— start Source records —

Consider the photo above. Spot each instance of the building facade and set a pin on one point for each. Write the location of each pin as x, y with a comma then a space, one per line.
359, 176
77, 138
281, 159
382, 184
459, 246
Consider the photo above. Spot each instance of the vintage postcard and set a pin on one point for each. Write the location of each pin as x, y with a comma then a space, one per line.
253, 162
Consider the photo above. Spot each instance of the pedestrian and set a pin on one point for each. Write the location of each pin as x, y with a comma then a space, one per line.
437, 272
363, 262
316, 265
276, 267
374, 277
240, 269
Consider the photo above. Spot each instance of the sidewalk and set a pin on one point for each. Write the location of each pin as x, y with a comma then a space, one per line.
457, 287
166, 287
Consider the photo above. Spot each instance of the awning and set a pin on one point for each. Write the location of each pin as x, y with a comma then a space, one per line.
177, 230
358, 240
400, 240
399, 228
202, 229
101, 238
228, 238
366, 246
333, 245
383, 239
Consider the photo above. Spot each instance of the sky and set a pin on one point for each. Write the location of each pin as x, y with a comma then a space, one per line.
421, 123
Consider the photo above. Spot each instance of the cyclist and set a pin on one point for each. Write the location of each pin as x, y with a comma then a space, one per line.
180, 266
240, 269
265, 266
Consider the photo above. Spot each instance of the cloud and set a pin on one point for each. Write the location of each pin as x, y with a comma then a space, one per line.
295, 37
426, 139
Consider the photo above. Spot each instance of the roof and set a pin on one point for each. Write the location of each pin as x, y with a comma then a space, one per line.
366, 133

— end Source records —

_Given task_
Begin at the line that has "Consider the photo above. Spot each instance of the cloud" and stop at the end of the data, then write those lines again, swapping "pin" for "marker" and changing nothing else.

_Task result_
Consider the photo above. Spot each instance of the cloud and set a marker on one point for each. Write the location of each marker as x, y with a comma then a space, one per line.
295, 37
426, 139
Consider the photo above. Spot each instance of the roof and set a marker on one point for each. Write the location of each marker as x, y with a comma then a space, one per line.
366, 133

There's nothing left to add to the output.